--- START OF Raw data ---

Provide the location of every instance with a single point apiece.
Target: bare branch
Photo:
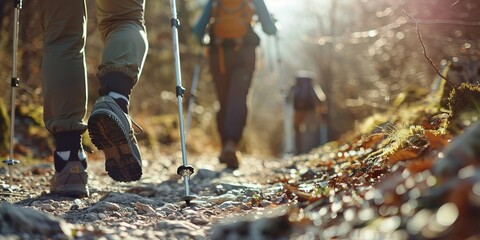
(420, 38)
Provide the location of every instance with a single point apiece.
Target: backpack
(232, 18)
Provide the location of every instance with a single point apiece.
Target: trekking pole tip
(188, 199)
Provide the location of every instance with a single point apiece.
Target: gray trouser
(232, 84)
(64, 77)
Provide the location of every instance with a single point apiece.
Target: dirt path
(148, 209)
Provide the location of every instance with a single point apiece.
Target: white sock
(65, 155)
(117, 96)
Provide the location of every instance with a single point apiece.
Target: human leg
(121, 24)
(232, 89)
(64, 91)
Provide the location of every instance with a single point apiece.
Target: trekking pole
(193, 93)
(287, 109)
(14, 83)
(184, 170)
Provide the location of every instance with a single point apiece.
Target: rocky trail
(147, 209)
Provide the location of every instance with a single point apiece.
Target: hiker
(228, 24)
(309, 108)
(64, 81)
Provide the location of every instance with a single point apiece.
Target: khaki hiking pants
(64, 77)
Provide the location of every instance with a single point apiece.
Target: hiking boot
(229, 155)
(71, 181)
(110, 130)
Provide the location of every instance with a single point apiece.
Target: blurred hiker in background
(226, 26)
(64, 79)
(309, 110)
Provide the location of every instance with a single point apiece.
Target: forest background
(364, 54)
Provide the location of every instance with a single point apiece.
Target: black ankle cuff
(68, 140)
(116, 82)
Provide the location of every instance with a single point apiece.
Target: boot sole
(230, 159)
(107, 135)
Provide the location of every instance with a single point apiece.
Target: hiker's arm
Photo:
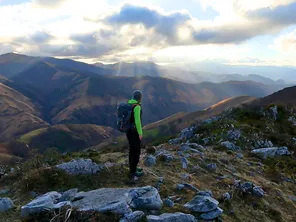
(137, 113)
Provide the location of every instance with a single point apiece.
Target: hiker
(134, 135)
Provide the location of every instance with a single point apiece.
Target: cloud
(93, 28)
(49, 3)
(164, 24)
(280, 15)
(286, 42)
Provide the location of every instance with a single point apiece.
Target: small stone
(206, 141)
(206, 193)
(292, 198)
(271, 152)
(247, 187)
(202, 204)
(191, 187)
(234, 134)
(258, 191)
(180, 187)
(133, 216)
(212, 214)
(212, 166)
(33, 194)
(169, 217)
(5, 191)
(184, 162)
(168, 203)
(226, 196)
(150, 161)
(41, 204)
(81, 166)
(62, 204)
(168, 157)
(185, 176)
(240, 156)
(69, 195)
(5, 204)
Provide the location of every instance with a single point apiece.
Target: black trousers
(134, 150)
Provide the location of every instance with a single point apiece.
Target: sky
(236, 32)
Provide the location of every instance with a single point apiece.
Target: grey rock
(190, 187)
(234, 134)
(263, 144)
(159, 183)
(258, 191)
(168, 203)
(226, 196)
(180, 186)
(120, 201)
(187, 133)
(5, 204)
(196, 146)
(169, 217)
(202, 204)
(212, 214)
(4, 191)
(247, 187)
(69, 195)
(41, 204)
(211, 120)
(184, 162)
(150, 161)
(33, 194)
(175, 141)
(274, 112)
(206, 140)
(104, 200)
(62, 204)
(197, 151)
(292, 198)
(81, 166)
(168, 157)
(212, 166)
(240, 156)
(271, 152)
(133, 217)
(206, 193)
(185, 176)
(146, 198)
(230, 146)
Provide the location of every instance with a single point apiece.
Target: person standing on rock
(135, 135)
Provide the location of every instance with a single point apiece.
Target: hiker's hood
(133, 101)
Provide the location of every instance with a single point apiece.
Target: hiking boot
(139, 174)
(139, 170)
(134, 180)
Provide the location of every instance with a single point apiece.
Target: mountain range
(11, 64)
(42, 92)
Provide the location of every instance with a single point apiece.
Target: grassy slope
(67, 137)
(18, 114)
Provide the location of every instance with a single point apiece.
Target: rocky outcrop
(5, 204)
(41, 204)
(120, 201)
(271, 152)
(133, 217)
(150, 161)
(171, 217)
(206, 205)
(250, 188)
(230, 146)
(81, 166)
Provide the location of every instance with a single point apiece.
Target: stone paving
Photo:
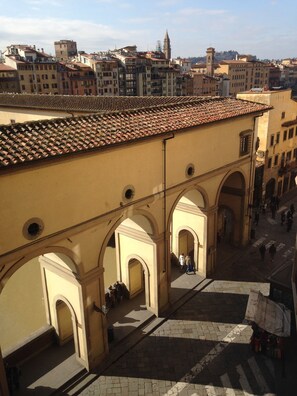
(201, 345)
(202, 348)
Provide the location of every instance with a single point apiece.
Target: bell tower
(167, 47)
(210, 61)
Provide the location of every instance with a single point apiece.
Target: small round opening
(190, 170)
(129, 193)
(33, 229)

--- END OF Raw data ---

Are you able to set down all the lines above exactly, without any pictures?

Solution to this exercise
Provide the location of every instance with a single point apiece.
Target: bare branch
Photo:
(420, 38)
Provide the location of every instance with a single point apiece.
Target: backpack
(232, 18)
Provide the location of every instance with a single point apiece.
Target: trekking pole tip
(188, 199)
Provide the location of every instance with a single point apiece.
Target: gray trouser
(232, 84)
(64, 77)
Provide the location of every instance with a single point apiece.
Target: dirt path
(148, 209)
Provide the location of every instance with a single point apiece.
Target: white sock
(65, 155)
(117, 96)
Provide the location of every instance with a single point apiece.
Target: human leg
(121, 24)
(232, 89)
(64, 91)
Provide the location of every instance with a single point apiece.
Target: trekking pole
(193, 93)
(287, 109)
(14, 83)
(184, 170)
Provide the location of every instance with a single point apiece.
Target: rocky trail
(147, 209)
Provide the location of every instance with a single point apiece.
Target: hiker
(228, 24)
(309, 108)
(64, 81)
Provide the location of every instance with a single point apiece.
Target: khaki hiking pants
(64, 77)
Provide the location of every instance with a single point apiece.
Target: hiking boot
(229, 155)
(71, 181)
(110, 130)
Provide the location of every instance with a single point apiece.
Target: blurred hiker in background
(226, 26)
(64, 79)
(309, 110)
Provide the location of every instance with a single point apiece.
Target: forest background
(364, 54)
Provide the location of every instance with a single point apiece.
Target: black ankle cuff
(68, 140)
(116, 82)
Provide the location of every instance with a single point apiece.
Target: boot sole
(230, 159)
(107, 135)
Provide the location of every instance with a single point apiece.
Target: hiker's arm
Photo:
(137, 113)
Provide the location of every instance with a single point apiece.
Target: hiker
(134, 135)
Provide the location of every instance with a single point apiece.
Target: cloud
(93, 28)
(49, 3)
(164, 24)
(280, 15)
(286, 42)
Provide the location of every instance with a single point apiece.
Target: small stone
(206, 141)
(206, 193)
(292, 198)
(271, 152)
(247, 187)
(202, 204)
(191, 187)
(234, 134)
(258, 191)
(180, 187)
(133, 216)
(212, 214)
(212, 166)
(33, 194)
(169, 217)
(5, 191)
(184, 162)
(168, 203)
(226, 196)
(150, 161)
(41, 204)
(81, 166)
(62, 204)
(168, 157)
(185, 176)
(240, 156)
(69, 195)
(5, 204)
Provide the location of every instance with a single point apiece.
Target: black trousers
(134, 150)
Provide the location of every instance with a single point apiece.
Target: sky
(236, 32)
Provide the location of every instance with a single point apiece.
Target: grey rock
(190, 187)
(234, 134)
(263, 144)
(159, 183)
(258, 191)
(168, 203)
(226, 196)
(180, 186)
(120, 201)
(187, 133)
(5, 204)
(196, 146)
(169, 217)
(202, 204)
(212, 214)
(4, 191)
(247, 187)
(69, 195)
(41, 204)
(211, 120)
(184, 162)
(150, 161)
(33, 194)
(175, 141)
(274, 112)
(206, 140)
(104, 200)
(62, 204)
(197, 151)
(292, 198)
(81, 166)
(168, 157)
(212, 166)
(240, 156)
(271, 152)
(133, 217)
(206, 193)
(185, 176)
(146, 198)
(230, 146)
Provide the location of every instance with a single point apiece.
Target: person standing on rock
(135, 135)
Provide the location of every instance with a single point apiece.
Target: hiker's hood
(133, 101)
Provide the location of every instance with a single point apiece.
Target: hiking boot
(139, 174)
(139, 170)
(134, 180)
Provide the location of every instance with a single point apiece.
Target: mountain range
(11, 64)
(42, 92)
Provide the location of every instance with a single point apiece.
Target: grassy slope
(67, 137)
(18, 114)
Provide the location of every instance with a single point apiece.
Target: rocky outcrop
(5, 204)
(41, 204)
(120, 201)
(271, 152)
(133, 217)
(150, 161)
(171, 217)
(206, 205)
(250, 188)
(230, 146)
(81, 166)
Provide the location of every instance with a single point apiece.
Target: stone paving
Photo:
(201, 345)
(202, 348)
Provide the location of every instance with a single point apiece.
Target: bell tower
(167, 47)
(210, 61)
Provide the location of every instance with a single point apiece.
Target: small round opening
(190, 170)
(129, 193)
(33, 229)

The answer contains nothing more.